**CHALLENGE**
Carry the forum thread about the small gun show in Loxley forward from the point where it stops.

# small gun show loxley march, 23,24,25



## chevelle427 (Feb 6, 2011)

loxley 4198 municipal park dr
civic center
60 tables
fri 6-9 pm im thinking
sat
9-5
sun 10-4
admission $3.00 fri $4.00 sat sun


----------



## FowlHunter13 (Jan 11, 2011)

I haven't seen this one advertised. I will have to check it out since it is only about 10 minutes away from me. The wife and I were not impressed with the last Robertsdale show so hopefully this one will be better. I have heard that there is a C&R show sometimes in Loxley.


----------



## coolbluestreak (Jun 27, 2011)

FowlHunter13 said:


> I haven't seen this one advertised. I will have to check it out since it is only about 10 minutes away from me.


I'm thinking the same thing.


----------



## FowlHunter13 (Jan 11, 2011)

I have been to a couple of the shows at this location and they are usually C&R only. I have a hard time passing up a gun show though. There are some really cool weapons on the C&R list nowadays.


----------



## scubapro (Nov 27, 2010)

**EXTRACTED RECORDS**
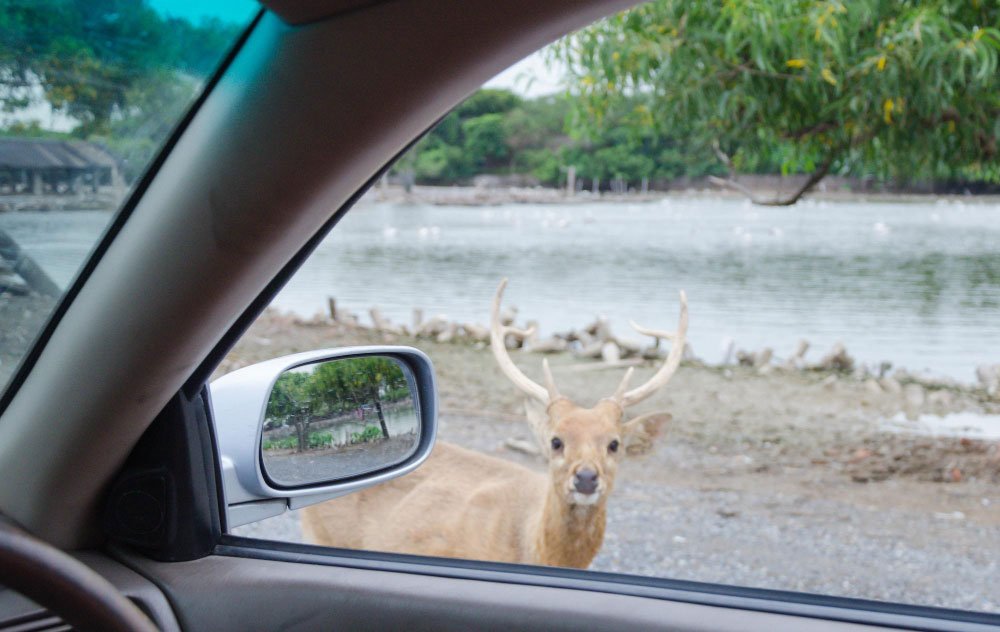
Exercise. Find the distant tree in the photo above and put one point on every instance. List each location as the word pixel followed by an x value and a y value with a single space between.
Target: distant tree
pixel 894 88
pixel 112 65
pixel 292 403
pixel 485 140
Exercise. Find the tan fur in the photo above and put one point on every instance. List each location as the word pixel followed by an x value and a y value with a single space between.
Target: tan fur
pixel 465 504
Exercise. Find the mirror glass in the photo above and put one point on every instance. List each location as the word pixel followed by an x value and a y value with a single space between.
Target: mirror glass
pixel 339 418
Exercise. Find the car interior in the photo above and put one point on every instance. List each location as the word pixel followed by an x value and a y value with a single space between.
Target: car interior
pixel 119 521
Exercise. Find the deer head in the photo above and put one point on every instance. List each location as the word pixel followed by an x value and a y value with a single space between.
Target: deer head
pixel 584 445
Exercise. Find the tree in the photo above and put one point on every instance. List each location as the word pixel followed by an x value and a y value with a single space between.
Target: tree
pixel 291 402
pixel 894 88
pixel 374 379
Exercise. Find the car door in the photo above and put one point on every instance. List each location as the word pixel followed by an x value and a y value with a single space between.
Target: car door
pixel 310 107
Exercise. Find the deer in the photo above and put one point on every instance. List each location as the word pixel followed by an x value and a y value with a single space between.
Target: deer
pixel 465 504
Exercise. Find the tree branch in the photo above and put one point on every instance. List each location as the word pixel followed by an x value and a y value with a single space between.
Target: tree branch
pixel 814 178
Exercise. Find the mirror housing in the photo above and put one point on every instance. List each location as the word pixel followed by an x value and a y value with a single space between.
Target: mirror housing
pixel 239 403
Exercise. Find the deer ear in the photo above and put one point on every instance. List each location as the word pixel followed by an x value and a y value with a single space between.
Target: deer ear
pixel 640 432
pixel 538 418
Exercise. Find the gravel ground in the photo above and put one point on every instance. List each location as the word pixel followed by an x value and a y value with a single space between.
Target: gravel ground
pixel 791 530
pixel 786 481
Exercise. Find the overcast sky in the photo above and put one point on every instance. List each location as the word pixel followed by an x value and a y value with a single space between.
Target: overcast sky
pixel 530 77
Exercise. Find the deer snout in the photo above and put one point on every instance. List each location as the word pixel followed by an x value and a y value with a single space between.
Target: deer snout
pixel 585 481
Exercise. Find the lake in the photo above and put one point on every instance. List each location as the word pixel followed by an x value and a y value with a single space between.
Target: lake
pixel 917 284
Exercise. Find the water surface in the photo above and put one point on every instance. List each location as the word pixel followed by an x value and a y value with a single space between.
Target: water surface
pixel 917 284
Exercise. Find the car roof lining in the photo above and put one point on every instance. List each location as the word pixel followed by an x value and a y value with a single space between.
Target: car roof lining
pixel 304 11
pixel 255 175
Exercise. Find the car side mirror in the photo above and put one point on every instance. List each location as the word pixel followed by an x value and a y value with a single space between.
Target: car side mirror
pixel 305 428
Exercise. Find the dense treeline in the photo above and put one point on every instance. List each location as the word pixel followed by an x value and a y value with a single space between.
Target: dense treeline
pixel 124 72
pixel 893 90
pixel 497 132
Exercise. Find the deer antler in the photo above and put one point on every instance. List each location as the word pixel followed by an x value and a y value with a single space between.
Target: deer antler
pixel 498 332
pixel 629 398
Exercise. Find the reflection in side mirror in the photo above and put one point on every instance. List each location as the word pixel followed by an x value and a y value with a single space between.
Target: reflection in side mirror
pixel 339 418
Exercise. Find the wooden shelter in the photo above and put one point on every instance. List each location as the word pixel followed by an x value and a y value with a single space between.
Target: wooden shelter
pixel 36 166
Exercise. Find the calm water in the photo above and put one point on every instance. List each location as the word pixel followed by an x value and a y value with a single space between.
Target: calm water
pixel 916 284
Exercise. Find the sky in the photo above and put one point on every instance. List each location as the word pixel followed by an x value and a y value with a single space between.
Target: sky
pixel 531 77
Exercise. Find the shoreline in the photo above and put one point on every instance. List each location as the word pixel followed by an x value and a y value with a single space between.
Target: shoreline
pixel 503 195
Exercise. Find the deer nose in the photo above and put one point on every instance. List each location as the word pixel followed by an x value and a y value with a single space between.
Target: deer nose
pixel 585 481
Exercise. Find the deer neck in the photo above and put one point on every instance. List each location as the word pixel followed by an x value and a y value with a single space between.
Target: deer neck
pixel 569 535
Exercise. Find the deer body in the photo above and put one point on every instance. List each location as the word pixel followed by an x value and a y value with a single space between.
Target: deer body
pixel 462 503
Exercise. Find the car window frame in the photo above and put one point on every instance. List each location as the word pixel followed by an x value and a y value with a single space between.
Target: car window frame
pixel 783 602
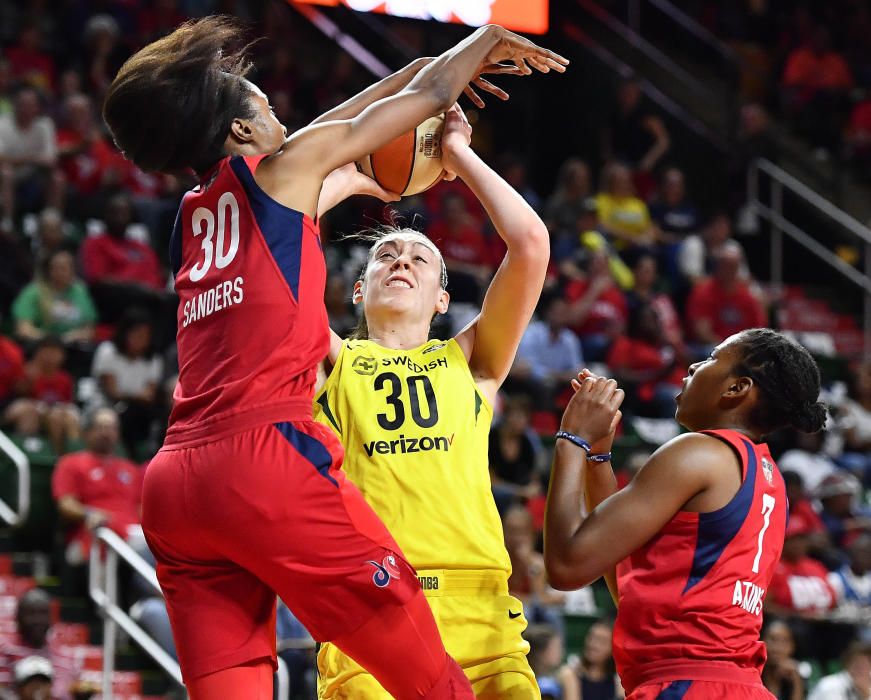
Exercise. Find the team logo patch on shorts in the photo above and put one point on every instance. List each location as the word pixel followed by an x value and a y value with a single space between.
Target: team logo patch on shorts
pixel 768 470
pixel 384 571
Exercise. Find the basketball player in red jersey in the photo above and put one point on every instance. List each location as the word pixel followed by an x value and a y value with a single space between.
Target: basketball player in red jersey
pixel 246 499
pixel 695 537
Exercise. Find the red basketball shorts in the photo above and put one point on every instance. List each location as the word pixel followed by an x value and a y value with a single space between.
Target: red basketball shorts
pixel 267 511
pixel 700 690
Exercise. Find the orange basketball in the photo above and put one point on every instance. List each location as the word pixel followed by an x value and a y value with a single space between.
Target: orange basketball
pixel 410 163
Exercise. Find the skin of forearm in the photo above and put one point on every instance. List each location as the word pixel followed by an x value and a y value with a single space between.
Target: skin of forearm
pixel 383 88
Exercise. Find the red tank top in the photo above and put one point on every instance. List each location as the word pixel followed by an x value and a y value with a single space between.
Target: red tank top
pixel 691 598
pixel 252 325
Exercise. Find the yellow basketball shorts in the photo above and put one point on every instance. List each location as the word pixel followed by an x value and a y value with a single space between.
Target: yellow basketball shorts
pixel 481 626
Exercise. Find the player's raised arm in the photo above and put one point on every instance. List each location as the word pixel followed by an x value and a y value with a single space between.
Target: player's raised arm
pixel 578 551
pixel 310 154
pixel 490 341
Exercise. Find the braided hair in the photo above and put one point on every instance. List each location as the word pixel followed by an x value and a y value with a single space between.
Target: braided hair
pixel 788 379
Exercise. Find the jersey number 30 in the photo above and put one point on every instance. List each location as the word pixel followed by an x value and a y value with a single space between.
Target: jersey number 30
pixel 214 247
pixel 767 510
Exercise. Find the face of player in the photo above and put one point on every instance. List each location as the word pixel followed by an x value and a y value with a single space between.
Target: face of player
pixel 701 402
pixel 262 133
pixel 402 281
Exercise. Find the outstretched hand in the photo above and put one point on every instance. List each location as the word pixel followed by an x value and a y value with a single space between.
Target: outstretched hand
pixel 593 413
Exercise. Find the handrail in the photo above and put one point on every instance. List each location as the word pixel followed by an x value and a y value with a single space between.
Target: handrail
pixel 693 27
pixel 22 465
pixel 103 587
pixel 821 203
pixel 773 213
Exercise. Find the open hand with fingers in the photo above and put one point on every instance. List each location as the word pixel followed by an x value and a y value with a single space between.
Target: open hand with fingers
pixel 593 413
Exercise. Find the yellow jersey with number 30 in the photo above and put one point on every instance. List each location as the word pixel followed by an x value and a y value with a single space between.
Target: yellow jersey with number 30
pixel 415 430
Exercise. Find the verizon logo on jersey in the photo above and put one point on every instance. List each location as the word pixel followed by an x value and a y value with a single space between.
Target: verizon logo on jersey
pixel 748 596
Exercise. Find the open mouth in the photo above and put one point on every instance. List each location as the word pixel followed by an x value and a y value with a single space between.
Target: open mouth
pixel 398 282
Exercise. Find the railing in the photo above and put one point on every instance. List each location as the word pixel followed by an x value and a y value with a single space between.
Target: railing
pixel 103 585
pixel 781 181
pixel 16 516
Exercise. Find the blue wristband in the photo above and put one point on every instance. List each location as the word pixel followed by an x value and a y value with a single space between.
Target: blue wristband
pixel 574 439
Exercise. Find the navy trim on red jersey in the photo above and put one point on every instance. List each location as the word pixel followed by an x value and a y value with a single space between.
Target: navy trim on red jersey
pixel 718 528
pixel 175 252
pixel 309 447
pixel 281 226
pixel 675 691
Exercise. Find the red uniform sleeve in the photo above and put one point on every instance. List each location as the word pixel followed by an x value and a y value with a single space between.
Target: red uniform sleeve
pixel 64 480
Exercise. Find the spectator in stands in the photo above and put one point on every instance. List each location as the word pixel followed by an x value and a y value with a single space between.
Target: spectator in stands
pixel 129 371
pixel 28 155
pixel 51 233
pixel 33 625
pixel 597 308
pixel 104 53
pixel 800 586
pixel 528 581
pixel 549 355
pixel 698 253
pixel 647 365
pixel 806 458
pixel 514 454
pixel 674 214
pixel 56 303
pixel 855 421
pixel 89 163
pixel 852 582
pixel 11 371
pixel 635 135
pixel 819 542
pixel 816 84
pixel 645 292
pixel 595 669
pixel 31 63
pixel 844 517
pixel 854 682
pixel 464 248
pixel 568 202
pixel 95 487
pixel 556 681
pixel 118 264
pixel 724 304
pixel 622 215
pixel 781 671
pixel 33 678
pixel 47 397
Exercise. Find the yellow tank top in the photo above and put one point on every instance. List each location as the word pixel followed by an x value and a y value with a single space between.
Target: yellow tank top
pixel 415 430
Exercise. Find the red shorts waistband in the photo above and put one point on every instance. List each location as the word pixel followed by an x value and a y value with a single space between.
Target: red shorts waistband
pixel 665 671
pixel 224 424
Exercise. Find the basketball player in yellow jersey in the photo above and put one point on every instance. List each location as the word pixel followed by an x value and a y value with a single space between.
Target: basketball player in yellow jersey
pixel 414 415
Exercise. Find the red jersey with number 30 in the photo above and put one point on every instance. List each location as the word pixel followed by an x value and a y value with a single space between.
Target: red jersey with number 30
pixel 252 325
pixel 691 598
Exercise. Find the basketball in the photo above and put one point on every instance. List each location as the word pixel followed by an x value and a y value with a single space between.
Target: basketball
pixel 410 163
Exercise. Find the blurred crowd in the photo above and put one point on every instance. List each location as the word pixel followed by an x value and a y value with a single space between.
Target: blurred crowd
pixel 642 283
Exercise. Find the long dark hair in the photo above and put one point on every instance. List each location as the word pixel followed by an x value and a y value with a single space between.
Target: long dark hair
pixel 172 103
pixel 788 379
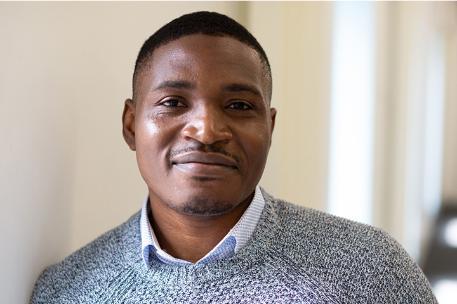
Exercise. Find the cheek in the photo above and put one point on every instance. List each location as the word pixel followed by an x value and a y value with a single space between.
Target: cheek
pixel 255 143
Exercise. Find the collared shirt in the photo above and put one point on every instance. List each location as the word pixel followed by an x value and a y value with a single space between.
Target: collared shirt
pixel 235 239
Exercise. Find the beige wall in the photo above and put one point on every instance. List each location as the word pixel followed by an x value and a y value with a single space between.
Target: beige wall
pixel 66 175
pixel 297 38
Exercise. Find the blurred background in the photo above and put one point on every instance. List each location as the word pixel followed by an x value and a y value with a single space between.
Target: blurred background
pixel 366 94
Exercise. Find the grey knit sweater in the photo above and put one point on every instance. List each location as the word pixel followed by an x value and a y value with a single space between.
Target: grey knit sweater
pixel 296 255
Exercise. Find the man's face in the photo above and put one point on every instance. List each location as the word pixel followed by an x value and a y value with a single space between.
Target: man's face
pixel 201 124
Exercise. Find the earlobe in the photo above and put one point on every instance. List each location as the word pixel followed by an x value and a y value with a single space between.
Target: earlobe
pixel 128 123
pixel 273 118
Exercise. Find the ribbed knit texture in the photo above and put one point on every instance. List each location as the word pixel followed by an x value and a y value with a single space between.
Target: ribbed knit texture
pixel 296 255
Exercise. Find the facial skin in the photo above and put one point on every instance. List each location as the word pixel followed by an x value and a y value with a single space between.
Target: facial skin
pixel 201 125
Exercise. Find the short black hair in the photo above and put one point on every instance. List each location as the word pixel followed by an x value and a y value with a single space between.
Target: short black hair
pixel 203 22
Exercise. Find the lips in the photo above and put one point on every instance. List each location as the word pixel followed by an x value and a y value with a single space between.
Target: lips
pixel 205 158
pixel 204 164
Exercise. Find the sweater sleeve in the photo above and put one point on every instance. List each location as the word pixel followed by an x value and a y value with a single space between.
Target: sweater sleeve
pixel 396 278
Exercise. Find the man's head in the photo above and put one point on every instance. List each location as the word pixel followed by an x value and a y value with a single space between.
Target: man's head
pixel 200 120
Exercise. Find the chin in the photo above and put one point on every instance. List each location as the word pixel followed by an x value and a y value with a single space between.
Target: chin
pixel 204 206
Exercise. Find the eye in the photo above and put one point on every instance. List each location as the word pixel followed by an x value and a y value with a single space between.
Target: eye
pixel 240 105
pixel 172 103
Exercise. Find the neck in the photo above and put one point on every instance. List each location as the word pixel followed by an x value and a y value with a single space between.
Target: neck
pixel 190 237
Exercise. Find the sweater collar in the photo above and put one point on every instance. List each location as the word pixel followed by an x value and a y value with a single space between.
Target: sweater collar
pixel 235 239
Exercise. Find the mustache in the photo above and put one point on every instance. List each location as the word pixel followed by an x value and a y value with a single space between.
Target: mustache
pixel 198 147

**RESULT OF THIS EXERCISE**
I think I may go & take a few of my older guns to see if anyone is interested. It's better than having unscheduled time on my calendar for "honey-do" requests to fill!


----------



## chevelle427 (Feb 6, 2011)

FowlHunter13 said:


> I have been to a couple of the shows at this location and they are usually C&R only. I have a hard time passing up a gun show though. There are some really cool weapons on the C&R list nowadays.


i was told this was 2nd one and it is small none or just a few dealers most local mom/pop's


----------



## FowlHunter13 (Jan 11, 2011)

Maybe there will actually be some deals then. Gun shows sure aren't what they used to be. Everyday or even inflated prices and mostly run of the mill stuff. What happened to the bargains? I am certainly going to check it out and see what it is about though. Hard to pass up that much "porn" all in one spot.


----------



## redfishguy83 (Aug 14, 2009)

Sounds interesting!! See ya there Chevelle427 know you dont miss one!


----------



## RichardFL (Mar 6, 2012)

*sorry*

Sorry to ask but what does C&R mean in these references? Sorry fairly new in the gun world.


----------



## FowlHunter13 (Jan 11, 2011)

C&R = Curio and Relic. The definition is a little long and drawn out, but you can do a Google search and find out exactly what it means. Basically just guns that are at least 50 years old and others. Welcome Richard!


----------



## RichardFL (Mar 6, 2012)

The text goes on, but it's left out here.